-- Problem set --
**A.** In the post on the Arizona Senate race, condense the paragraph beginning "McSally's bombastic campaign" into a short bulleted list that keeps its main facts.
**B.** According to the post on the Arizona Senate race, what percentage of all voters named healthcare as their most important issue?
**C.** Translate this sentence from the post on the Arizona Senate race into Spanish: "26% of all voters cited healthcare as their most important issue, and of those 79% voted for Sinema."

-- Provided passage --
Segment Open

Mid terms pt II: we called it

Well, that Arizona race was close! And of course, we had a blog ready to go in case we called it the wrong way. But in the end, as we thought she might, Krysten Sinema won the Senate race with a consistent, upbeat and extremely well funded campaign that rested on her staunch defence of Obamacare.

It was a great night for Democrats in general, but especially in Arizona where Martha McSally’s hardline pro-Trump, anti-immigration campaign foundered and she also lost the seat in Congress she had vacated to make a Senate run, further increasing the Democrat majority in the House of Representatives which they now control for the first time since 2011.

McSally's bombastic campaign, which emphasised her military service and aligned with Trump’s anti-immigrant rhetoric, played well with rural voters but likely contributed to a significant Democrat surge in the suburbs. Sinema unsurprisingly picked up 64% of the non-white vote and 62% of the under-30s, and the continuing rapid shift in Arizona’s demographics point to this being a battleground state in 2020.

source:  Washington Post

However, while disapproval of Trump, and discomfort with his racist rhetoric played a part in this election, there is little doubt that the race was mainly about healthcare, exactly as we predicted. 26% of all voters cited healthcare as their most important issue, and of those 79% voted for Sinema.

This is especially encouraging for Democrats as McSally deployed a standard Republican tactic in the campaign, arguing that she supported health care coverage for patients with pre-existing conditions. Sinema was able to expose this as a blatant falsehood, based on McSally’s voting record, and she was able to contrast this with her own voting record. It’s a pattern that will be repeated time and again - and likely a key factor in voting for moderates, independents and female voters in 2020.

source:  Washington Post

The result in Arizona (and the overall results on the night) show the validity of Signify’s central premise - that a positive, coherent campaign based on issues that voters care about, will play better than a campaign that tacks left or right, and plays on fear and division.

Whoever the Democrat nominee is for 2020, they will do better if they identify and espouse the things that matter to voters, then they will in a competition for air time with The Donald.

Segment Closed

-- Raw data --
Segment Open

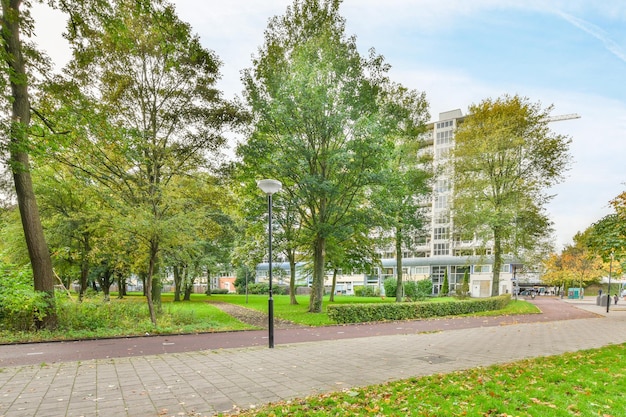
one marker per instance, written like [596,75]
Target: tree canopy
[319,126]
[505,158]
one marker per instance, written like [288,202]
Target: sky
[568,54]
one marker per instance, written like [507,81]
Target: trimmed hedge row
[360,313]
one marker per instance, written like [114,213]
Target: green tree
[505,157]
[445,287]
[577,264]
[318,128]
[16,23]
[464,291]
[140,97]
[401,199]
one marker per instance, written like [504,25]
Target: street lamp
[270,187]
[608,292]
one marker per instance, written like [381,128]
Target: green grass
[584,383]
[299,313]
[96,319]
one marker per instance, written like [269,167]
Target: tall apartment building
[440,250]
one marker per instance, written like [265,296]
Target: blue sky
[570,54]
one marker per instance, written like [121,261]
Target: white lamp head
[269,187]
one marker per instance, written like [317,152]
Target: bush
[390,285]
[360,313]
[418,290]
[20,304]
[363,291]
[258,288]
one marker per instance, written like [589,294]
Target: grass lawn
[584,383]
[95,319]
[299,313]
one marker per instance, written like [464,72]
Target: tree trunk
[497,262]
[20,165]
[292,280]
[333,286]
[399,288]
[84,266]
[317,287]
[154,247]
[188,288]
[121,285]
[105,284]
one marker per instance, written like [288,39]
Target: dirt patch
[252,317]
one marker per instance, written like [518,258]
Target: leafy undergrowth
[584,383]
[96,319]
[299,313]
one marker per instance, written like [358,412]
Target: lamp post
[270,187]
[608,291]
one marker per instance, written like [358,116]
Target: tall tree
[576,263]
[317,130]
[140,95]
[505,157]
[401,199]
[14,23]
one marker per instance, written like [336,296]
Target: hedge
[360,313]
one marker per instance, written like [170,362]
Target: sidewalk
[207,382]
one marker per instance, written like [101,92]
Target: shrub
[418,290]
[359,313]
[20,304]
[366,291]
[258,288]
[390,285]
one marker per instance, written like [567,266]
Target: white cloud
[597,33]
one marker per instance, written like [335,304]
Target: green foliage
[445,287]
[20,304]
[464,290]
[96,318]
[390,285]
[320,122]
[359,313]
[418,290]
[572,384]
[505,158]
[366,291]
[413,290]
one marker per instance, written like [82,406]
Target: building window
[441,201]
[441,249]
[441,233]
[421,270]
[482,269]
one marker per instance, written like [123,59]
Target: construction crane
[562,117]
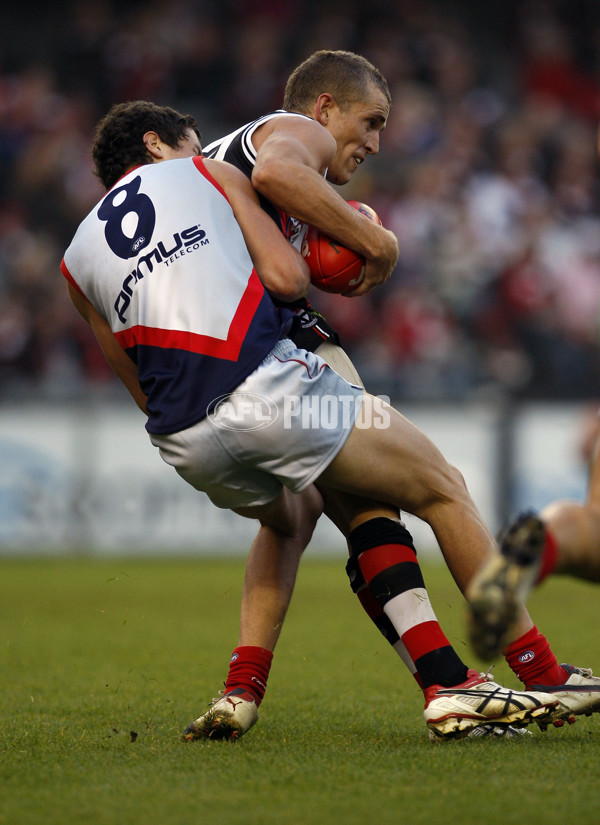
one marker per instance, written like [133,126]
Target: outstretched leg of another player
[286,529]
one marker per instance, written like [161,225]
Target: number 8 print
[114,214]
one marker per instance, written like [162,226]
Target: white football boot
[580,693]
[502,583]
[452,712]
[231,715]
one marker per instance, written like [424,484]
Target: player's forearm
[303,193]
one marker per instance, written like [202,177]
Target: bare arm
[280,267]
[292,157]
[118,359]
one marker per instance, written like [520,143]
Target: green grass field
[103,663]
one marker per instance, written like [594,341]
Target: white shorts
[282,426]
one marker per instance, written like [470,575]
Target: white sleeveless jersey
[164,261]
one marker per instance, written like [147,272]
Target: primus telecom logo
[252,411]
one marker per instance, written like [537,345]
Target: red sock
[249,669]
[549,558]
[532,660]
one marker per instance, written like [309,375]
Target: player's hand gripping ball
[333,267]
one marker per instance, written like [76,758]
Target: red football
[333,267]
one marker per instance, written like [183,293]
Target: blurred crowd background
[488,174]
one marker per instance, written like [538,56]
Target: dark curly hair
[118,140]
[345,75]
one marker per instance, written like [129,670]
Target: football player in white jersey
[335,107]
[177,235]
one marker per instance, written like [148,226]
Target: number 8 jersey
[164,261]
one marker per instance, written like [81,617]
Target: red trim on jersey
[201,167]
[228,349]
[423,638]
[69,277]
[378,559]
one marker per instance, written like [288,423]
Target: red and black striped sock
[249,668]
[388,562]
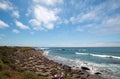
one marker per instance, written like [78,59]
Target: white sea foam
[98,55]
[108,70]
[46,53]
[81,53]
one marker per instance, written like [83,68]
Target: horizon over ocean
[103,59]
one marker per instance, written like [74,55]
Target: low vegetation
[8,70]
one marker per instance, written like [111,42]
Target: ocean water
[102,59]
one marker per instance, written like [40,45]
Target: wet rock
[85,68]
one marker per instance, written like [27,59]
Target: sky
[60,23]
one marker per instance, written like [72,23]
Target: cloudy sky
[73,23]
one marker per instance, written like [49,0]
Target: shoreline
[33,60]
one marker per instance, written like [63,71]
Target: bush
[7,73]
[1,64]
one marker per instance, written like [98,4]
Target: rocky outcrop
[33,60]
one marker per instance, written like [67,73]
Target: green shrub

Segment Closed

-- Responses by task --
**A.**
- McSally's campaign emphasized her military service and aligned with Trump's anti-immigrant rhetoric.
- It played well with rural voters but likely contributed to a significant Democrat surge in the suburbs.
- Sinema won 64% of the non-white vote and 62% of the under-30s.
- The continuing rapid shift in Arizona's demographics points to the state being a battleground in 2020.

**B.** 26%

**C.** El 26 % de todos los votantes señaló la atención sanitaria como su asunto más importante, y de ellos el 79 % votó por Sinema.